[SELECTED TEXT]:
═══
Current shareholders own 1.5 billion shares, but on a fully diluted basis there will be 7.5 billion shares in issue. So current shareholders would effectively own 20%, or £100,000 worth of that £0.5 million nominal cash shell value. With the shares trading at 0.05p as I type, that values the current equity at some £750,000 or 7 ½ times fair value in my book.
There is also the matter of the ongoing litigation in Canada. This litigation is between Enegi Oil Inc, a wholly owned subsidiary of the company, and its partner PVF Energy Services Inc. I can only assume this liability with either be resolved at minimal cost or the subsidiary, Enegi Oil Inc will be cut free, via an administration process or the like.
It would appear to me the attraction of this deal to James Parsons and Marco Furmagalli is both the convenience of having a listed shell and the accumulated losses, some £43 million at the end of last year, which the company has managed to accrue from spending shareholders cash to achieve nothing of any value. If my view on the debt purchase consideration is correct, Parsons and Furmagalli are currently risking £1 plus a few bags of crisps. Sounds ok to me.
═══
[SOURCE INFORMATION]:
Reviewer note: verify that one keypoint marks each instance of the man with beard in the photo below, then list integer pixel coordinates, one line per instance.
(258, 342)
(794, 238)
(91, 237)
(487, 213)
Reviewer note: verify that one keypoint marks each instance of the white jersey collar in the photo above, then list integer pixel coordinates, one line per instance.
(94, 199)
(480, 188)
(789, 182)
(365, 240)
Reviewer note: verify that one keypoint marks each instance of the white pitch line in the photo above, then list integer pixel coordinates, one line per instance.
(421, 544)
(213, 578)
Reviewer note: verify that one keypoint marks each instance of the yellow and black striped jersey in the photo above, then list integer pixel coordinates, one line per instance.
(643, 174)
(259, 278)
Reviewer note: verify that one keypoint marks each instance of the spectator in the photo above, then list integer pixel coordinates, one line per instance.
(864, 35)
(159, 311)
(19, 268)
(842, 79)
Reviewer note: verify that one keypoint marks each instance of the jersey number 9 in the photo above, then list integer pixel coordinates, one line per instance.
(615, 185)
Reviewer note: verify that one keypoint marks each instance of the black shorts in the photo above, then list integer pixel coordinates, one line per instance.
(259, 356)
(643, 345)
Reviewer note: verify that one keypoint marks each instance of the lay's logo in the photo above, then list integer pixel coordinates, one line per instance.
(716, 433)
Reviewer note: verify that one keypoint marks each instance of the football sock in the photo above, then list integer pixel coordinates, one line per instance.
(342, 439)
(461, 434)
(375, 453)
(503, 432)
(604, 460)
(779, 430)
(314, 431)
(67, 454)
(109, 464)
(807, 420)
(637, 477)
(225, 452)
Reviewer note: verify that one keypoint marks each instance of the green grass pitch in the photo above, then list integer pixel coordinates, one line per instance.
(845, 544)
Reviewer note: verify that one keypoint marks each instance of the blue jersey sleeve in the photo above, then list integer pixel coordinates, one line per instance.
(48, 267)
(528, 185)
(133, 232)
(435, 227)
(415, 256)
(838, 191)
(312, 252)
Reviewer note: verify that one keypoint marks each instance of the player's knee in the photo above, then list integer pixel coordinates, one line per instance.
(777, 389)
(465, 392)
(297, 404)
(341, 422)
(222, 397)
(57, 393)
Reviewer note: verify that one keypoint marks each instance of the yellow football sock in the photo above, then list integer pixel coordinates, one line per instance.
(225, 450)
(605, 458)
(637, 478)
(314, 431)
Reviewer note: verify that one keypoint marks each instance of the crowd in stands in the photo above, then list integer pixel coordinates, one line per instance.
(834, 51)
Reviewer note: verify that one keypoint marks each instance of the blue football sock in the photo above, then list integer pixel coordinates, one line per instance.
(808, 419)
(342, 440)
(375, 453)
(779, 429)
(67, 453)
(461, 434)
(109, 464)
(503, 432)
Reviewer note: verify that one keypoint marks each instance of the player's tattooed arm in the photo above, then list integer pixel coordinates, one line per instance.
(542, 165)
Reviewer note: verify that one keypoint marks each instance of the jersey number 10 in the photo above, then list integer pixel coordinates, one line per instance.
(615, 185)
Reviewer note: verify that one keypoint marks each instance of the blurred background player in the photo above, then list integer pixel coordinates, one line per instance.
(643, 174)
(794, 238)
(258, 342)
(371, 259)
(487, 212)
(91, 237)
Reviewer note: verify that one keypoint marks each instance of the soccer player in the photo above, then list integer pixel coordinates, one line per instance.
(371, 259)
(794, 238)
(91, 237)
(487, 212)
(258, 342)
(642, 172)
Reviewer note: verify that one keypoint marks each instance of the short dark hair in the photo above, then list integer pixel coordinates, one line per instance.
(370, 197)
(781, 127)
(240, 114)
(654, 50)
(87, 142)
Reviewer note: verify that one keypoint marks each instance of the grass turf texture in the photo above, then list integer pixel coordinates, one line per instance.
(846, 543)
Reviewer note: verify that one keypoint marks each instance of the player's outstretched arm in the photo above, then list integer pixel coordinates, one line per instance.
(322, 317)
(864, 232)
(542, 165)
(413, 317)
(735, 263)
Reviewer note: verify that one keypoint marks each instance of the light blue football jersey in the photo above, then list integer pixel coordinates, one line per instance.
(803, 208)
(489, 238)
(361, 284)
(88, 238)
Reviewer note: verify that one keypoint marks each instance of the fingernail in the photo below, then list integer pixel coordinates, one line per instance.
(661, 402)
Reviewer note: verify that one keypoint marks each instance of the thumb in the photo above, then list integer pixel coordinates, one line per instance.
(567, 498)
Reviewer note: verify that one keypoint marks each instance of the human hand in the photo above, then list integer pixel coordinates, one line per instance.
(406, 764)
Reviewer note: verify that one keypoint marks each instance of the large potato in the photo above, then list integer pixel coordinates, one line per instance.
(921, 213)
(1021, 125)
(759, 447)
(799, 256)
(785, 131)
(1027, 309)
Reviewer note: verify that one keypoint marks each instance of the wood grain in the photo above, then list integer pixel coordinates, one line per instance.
═══
[EXERCISE BRIEF]:
Set down the part of the Enegi Oil shell deal text word for word, from "Current shareholders own" to "in my book.".

[FINISHED TASK]:
Current shareholders own 1.5 billion shares, but on a fully diluted basis there will be 7.5 billion shares in issue. So current shareholders would effectively own 20%, or £100,000 worth of that £0.5 million nominal cash shell value. With the shares trading at 0.05p as I type, that values the current equity at some £750,000 or 7 ½ times fair value in my book.